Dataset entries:
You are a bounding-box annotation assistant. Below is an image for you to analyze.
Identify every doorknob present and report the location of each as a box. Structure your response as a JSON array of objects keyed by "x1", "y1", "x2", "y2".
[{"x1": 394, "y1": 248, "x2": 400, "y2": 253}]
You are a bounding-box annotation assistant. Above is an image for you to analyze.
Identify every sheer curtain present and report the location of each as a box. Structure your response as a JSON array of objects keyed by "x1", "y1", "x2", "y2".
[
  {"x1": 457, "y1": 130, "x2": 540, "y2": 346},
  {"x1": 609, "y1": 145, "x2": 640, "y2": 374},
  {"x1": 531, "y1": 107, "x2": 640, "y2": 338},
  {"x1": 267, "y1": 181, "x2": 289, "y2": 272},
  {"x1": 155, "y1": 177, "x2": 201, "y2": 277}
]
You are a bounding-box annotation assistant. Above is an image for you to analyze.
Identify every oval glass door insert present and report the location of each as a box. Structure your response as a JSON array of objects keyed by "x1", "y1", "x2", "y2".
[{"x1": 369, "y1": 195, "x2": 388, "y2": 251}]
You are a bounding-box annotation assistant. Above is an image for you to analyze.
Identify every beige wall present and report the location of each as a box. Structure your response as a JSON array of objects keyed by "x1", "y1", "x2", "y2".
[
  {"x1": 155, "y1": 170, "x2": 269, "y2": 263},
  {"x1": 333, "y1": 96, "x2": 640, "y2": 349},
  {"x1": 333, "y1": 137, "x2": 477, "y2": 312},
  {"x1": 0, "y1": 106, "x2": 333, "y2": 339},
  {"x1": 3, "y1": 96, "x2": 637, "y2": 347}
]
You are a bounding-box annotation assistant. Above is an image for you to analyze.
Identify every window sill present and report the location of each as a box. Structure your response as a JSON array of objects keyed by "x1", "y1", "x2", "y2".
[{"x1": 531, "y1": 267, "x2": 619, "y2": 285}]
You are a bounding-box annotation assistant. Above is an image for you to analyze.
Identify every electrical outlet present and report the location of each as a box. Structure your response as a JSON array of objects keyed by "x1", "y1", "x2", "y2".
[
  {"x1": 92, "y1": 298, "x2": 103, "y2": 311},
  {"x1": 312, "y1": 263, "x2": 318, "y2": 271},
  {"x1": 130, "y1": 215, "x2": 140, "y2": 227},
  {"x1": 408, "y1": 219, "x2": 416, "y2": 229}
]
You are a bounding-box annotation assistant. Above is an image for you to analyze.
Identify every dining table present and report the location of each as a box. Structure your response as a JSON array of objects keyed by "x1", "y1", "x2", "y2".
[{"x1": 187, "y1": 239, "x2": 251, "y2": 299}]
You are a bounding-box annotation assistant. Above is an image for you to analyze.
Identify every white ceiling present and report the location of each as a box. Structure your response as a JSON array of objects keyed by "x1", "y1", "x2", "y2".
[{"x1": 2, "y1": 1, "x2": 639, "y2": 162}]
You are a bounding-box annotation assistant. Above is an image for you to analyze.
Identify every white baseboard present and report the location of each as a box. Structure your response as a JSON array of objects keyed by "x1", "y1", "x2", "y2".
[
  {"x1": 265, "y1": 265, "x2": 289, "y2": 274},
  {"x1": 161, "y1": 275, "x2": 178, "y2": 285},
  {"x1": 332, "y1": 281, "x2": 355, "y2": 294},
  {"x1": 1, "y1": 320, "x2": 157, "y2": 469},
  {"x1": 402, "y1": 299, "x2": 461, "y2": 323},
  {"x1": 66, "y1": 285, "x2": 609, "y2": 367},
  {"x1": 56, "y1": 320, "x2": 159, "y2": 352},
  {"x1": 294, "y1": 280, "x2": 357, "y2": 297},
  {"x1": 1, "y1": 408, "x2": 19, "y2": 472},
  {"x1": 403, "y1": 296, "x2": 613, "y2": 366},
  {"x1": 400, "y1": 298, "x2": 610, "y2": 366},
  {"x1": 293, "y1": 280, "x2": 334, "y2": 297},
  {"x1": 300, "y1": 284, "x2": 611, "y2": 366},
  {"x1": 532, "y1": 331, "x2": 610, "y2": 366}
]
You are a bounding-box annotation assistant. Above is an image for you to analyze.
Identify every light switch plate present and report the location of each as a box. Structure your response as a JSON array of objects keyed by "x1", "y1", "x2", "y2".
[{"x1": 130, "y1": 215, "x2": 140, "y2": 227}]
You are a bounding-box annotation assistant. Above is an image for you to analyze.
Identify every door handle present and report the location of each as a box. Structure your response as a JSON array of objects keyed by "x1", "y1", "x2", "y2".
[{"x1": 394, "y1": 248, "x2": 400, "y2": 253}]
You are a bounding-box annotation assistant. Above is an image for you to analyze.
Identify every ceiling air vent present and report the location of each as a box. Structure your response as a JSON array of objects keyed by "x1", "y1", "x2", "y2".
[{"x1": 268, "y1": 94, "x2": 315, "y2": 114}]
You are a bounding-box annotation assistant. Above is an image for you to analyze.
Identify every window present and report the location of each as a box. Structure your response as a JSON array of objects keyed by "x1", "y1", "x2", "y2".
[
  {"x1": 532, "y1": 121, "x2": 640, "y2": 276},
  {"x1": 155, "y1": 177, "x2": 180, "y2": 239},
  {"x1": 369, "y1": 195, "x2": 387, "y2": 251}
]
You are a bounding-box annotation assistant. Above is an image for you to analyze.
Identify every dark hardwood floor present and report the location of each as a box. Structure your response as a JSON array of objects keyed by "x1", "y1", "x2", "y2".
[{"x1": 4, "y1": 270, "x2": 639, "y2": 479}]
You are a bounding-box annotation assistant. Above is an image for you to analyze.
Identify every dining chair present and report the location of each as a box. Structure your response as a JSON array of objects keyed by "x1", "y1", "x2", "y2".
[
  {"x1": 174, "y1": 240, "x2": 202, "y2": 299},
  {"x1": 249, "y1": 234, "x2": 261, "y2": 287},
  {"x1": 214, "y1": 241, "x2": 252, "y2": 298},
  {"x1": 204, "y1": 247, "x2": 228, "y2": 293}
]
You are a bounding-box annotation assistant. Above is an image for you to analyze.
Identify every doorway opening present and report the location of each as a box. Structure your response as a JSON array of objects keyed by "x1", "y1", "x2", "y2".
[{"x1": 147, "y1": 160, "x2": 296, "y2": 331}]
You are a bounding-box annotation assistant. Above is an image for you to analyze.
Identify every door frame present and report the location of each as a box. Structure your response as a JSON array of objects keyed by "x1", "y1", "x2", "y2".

**Your assignment:**
Each line of the data needs to be repeated exactly.

**Solution below:**
You are a bounding-box annotation assistant. Below is an image for you to analyze.
Identify every doorknob present and report the location of each as a box. Structure your response as a JSON array of objects keyed by "x1", "y1", "x2", "y2".
[{"x1": 394, "y1": 248, "x2": 400, "y2": 253}]
You are a bounding-box annotation assistant. Above is an image for you to analyze.
Identify every sheer curtain present and report the location of each as a box. Structure your response as a JSON array of objects keyed by "x1", "y1", "x2", "y2".
[
  {"x1": 457, "y1": 130, "x2": 540, "y2": 346},
  {"x1": 609, "y1": 145, "x2": 640, "y2": 374},
  {"x1": 531, "y1": 107, "x2": 640, "y2": 338},
  {"x1": 267, "y1": 181, "x2": 289, "y2": 272},
  {"x1": 155, "y1": 177, "x2": 201, "y2": 277}
]
You are a bounding-box annotation assistant. Above is an image for you to analyze.
Identify every oval glass door insert present and report the location of each as a box. Structure your response as a JSON array of objects keyed by "x1", "y1", "x2", "y2".
[{"x1": 369, "y1": 195, "x2": 388, "y2": 251}]
You are a bounding-box annotation assistant. Above is an image for you to analyze.
Identify every beige wall present and report the location of each as a box. Structure your response as a JSON array of objects keyed by "x1", "y1", "x2", "y2".
[
  {"x1": 155, "y1": 170, "x2": 269, "y2": 263},
  {"x1": 333, "y1": 96, "x2": 640, "y2": 349},
  {"x1": 333, "y1": 137, "x2": 477, "y2": 312},
  {"x1": 0, "y1": 106, "x2": 333, "y2": 339},
  {"x1": 3, "y1": 96, "x2": 637, "y2": 347}
]
You are a bounding-box annotation assistant. Above is an image for you to analyze.
Identify every window sill present and report the location of each as a box. Structure your response as a JSON array of objects keyed by "x1", "y1", "x2", "y2".
[{"x1": 531, "y1": 267, "x2": 619, "y2": 285}]
You are a bounding-box annotation assistant. Above is an image for you to analyze.
Identify every electrical outlet present and report the location of each as a box. Structure your response as a JSON array of objects keyed by "x1", "y1", "x2", "y2".
[
  {"x1": 92, "y1": 298, "x2": 103, "y2": 311},
  {"x1": 312, "y1": 263, "x2": 318, "y2": 271},
  {"x1": 130, "y1": 215, "x2": 140, "y2": 227},
  {"x1": 408, "y1": 219, "x2": 416, "y2": 229}
]
You are a bounding-box annotation assistant. Above is an image for you to analyze.
Identify every dining table present and report the location of each as a box. Structure your response as a JSON array of objects keyed by "x1", "y1", "x2", "y2".
[{"x1": 187, "y1": 239, "x2": 251, "y2": 299}]
You are a bounding-box annotation assistant. Above is an image for you to analyze.
Identify every white ceiling present and report the location of each as a box. Structure your response as a JSON array of objects keyed by "x1", "y1", "x2", "y2".
[{"x1": 2, "y1": 1, "x2": 639, "y2": 162}]
You are a bounding-box annotation assistant. Above is an image for you to analyze.
Identify every white baseboard present and report the location of each as a box. Structure your response as a JSON array of objects keyed by "x1", "y1", "x2", "y2".
[
  {"x1": 265, "y1": 265, "x2": 289, "y2": 274},
  {"x1": 161, "y1": 275, "x2": 178, "y2": 285},
  {"x1": 332, "y1": 281, "x2": 355, "y2": 294},
  {"x1": 1, "y1": 320, "x2": 157, "y2": 469},
  {"x1": 402, "y1": 299, "x2": 461, "y2": 323},
  {"x1": 66, "y1": 285, "x2": 609, "y2": 367},
  {"x1": 56, "y1": 320, "x2": 159, "y2": 352},
  {"x1": 294, "y1": 280, "x2": 357, "y2": 297},
  {"x1": 1, "y1": 408, "x2": 19, "y2": 472},
  {"x1": 403, "y1": 296, "x2": 613, "y2": 366},
  {"x1": 400, "y1": 298, "x2": 610, "y2": 366},
  {"x1": 293, "y1": 280, "x2": 334, "y2": 297},
  {"x1": 300, "y1": 284, "x2": 611, "y2": 366},
  {"x1": 532, "y1": 331, "x2": 610, "y2": 366}
]
You are a bounding-box annotation assistant. Above is an image for you to analyze.
Identify every light switch plate present and report the location of each as a box. Structure your response as a JSON array of objects keyed by "x1", "y1", "x2", "y2".
[{"x1": 130, "y1": 215, "x2": 140, "y2": 227}]
You are a bounding-box annotation assistant. Above is an image for you to analyze.
Identify every door handle present and report the location of each as a box. Structure your response as a JSON array of objects keyed by "x1", "y1", "x2", "y2".
[{"x1": 394, "y1": 248, "x2": 400, "y2": 253}]
You are a bounding-box annotation assistant. Above is an image for you to analyze.
Identify every ceiling air vent present and report the location of each as a box. Structure your response as a JSON array of objects keyed by "x1", "y1", "x2", "y2".
[{"x1": 268, "y1": 94, "x2": 315, "y2": 114}]
You are a bounding-box annotation assistant. Above is an image for you to analyze.
Identify every window present and report the location of each as a box. Structure your response as a JSON array of objects keyed by "x1", "y1", "x2", "y2".
[
  {"x1": 532, "y1": 121, "x2": 640, "y2": 276},
  {"x1": 155, "y1": 177, "x2": 180, "y2": 239},
  {"x1": 369, "y1": 195, "x2": 387, "y2": 251}
]
You are a bounding-box annotation assistant. Above is an image for you to analyze.
Identify every dark hardwood floor present and report the location of each as a box. Structure your response as a JSON array of objects keyed by "x1", "y1", "x2", "y2".
[{"x1": 4, "y1": 270, "x2": 639, "y2": 479}]
You are a bounding-box annotation assistant. Above is an image for you to analyze.
Identify every dining chair present and report the location of each as a box. Structure your response as a JSON array of objects keyed by "x1", "y1", "x2", "y2".
[
  {"x1": 174, "y1": 240, "x2": 202, "y2": 299},
  {"x1": 249, "y1": 234, "x2": 261, "y2": 287},
  {"x1": 214, "y1": 241, "x2": 252, "y2": 298},
  {"x1": 204, "y1": 247, "x2": 228, "y2": 293}
]
You are a bounding-box annotation assistant. Above is an image for you to analyze.
Identify every doorway opening present and report the location of each as a box. Structure your response as a JSON array of objects keyed by "x1", "y1", "x2", "y2".
[{"x1": 147, "y1": 160, "x2": 296, "y2": 331}]
You are a bounding-box annotation assistant. Above is an image for you to analyze.
Identify every door frame present and report the location of each as a box. Structure your response as a JSON array of objects keyed by "x1", "y1", "x2", "y2".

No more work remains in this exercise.